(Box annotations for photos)
------
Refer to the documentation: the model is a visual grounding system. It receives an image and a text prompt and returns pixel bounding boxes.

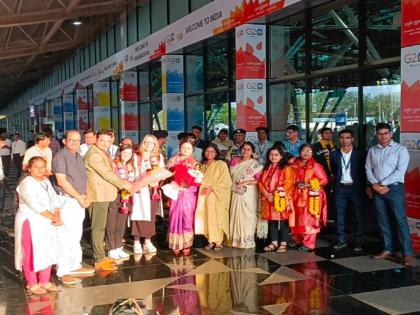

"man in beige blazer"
[85,129,137,270]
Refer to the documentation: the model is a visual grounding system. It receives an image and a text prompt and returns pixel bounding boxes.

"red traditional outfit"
[258,165,294,222]
[289,158,328,249]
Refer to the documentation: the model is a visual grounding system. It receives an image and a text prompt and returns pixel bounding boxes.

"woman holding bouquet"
[258,147,294,253]
[105,144,136,259]
[289,144,328,252]
[230,141,263,248]
[167,141,202,256]
[194,143,232,250]
[131,135,165,254]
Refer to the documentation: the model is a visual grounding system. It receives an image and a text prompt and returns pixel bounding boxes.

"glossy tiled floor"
[0,168,420,315]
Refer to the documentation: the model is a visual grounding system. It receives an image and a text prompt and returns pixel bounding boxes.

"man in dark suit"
[331,129,366,252]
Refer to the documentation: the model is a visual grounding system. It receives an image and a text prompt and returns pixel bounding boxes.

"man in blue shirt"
[284,125,305,156]
[366,123,414,266]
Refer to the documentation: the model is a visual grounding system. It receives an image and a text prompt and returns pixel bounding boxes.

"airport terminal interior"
[0,0,420,315]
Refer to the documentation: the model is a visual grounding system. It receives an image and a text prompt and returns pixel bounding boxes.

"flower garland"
[274,186,286,212]
[120,189,131,214]
[309,178,321,219]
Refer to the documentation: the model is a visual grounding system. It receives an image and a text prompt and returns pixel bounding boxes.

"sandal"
[26,284,48,295]
[182,247,191,256]
[277,244,287,253]
[213,244,223,251]
[41,282,61,293]
[264,243,278,253]
[204,243,216,250]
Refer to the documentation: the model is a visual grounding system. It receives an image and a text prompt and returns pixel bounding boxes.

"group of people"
[4,123,413,294]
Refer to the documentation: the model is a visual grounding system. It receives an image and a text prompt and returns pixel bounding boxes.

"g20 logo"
[246,82,263,90]
[404,51,420,64]
[245,27,264,37]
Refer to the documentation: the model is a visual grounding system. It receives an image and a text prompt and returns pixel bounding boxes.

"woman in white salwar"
[131,135,165,254]
[230,141,263,248]
[15,156,62,295]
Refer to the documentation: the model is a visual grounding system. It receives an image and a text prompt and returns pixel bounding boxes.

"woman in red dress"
[289,144,328,252]
[258,147,294,253]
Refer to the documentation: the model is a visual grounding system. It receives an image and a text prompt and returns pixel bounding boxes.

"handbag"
[232,184,247,195]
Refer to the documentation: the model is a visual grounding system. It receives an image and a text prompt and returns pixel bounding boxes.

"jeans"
[334,186,363,243]
[374,183,413,256]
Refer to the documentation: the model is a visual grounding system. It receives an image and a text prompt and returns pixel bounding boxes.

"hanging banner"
[29,0,302,105]
[161,55,185,157]
[63,94,75,132]
[93,82,111,107]
[236,79,267,131]
[235,24,267,132]
[120,71,138,102]
[162,55,184,94]
[235,24,266,80]
[93,82,111,130]
[93,106,111,130]
[76,89,89,133]
[401,0,420,47]
[401,45,420,132]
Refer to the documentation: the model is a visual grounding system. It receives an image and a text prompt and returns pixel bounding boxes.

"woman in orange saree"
[290,144,328,252]
[258,147,294,253]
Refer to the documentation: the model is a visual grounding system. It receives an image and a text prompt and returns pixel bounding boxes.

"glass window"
[309,73,359,146]
[205,92,229,139]
[127,9,137,45]
[169,0,188,23]
[366,0,401,63]
[190,0,211,11]
[89,42,96,67]
[139,103,152,141]
[150,61,162,99]
[114,23,121,52]
[270,13,305,79]
[138,66,150,101]
[95,38,101,63]
[150,0,168,33]
[101,32,108,60]
[268,81,306,141]
[137,3,150,40]
[186,95,204,130]
[363,66,401,147]
[185,55,204,93]
[311,0,359,70]
[206,41,228,89]
[150,102,164,130]
[106,27,115,56]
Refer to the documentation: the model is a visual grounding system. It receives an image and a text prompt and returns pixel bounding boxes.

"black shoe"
[333,241,347,250]
[298,245,312,253]
[353,243,363,254]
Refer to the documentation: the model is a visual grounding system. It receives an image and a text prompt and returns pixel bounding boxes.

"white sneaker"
[144,242,157,253]
[134,244,143,254]
[108,249,120,260]
[116,247,130,259]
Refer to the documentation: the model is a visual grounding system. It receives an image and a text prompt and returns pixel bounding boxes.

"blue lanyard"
[341,153,351,172]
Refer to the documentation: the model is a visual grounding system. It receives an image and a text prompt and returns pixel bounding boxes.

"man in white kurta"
[52,130,95,282]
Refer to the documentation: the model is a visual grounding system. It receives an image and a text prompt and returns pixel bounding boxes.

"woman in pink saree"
[168,141,200,256]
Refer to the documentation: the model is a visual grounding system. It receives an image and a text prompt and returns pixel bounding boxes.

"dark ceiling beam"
[0,0,133,28]
[0,41,82,60]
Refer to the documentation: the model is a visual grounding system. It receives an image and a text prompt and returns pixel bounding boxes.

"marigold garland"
[274,187,286,212]
[309,178,321,219]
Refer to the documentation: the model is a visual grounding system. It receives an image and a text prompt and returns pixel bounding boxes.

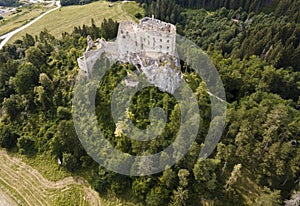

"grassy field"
[0,4,53,36]
[0,150,102,206]
[10,1,144,42]
[0,149,141,206]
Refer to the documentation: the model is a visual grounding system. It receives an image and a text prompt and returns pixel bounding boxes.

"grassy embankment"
[0,4,53,36]
[10,1,144,43]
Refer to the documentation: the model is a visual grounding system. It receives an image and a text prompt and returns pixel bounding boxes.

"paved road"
[0,0,61,49]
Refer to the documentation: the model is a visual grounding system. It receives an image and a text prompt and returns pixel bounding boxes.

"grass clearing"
[0,149,139,206]
[9,1,144,42]
[0,4,52,36]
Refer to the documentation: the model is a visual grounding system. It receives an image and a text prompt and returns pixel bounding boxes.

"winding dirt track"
[0,150,101,206]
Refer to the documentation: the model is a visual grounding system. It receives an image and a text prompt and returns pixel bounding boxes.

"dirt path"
[0,150,101,206]
[0,1,61,49]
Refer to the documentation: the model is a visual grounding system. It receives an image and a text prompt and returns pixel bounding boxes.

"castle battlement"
[78,17,181,93]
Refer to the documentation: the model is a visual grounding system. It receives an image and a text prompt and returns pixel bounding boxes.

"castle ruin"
[78,17,181,93]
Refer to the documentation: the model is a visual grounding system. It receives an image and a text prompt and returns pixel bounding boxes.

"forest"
------
▸ WRITTEN REQUEST: Can you write out everything from the start of the entries down to and including the line that contains "[289,158,328,249]", offsetting each bounding-box coordinate in the answers by adding 16 and keeping every other line unchanged? Leave the pictures out.

▸ ANSWER FOR THE TASK:
Refer to the documentation: the model is a visual grounding system. It receives an image and a text prompt and returns pixel bounding boxes.


"man in beige blazer"
[101,145,153,286]
Refer to the documentation: the model is a visual grounding system. It receives an image and a text prompt and returns pixel bounding boxes.

"red traditional outfit"
[274,181,310,238]
[305,174,344,265]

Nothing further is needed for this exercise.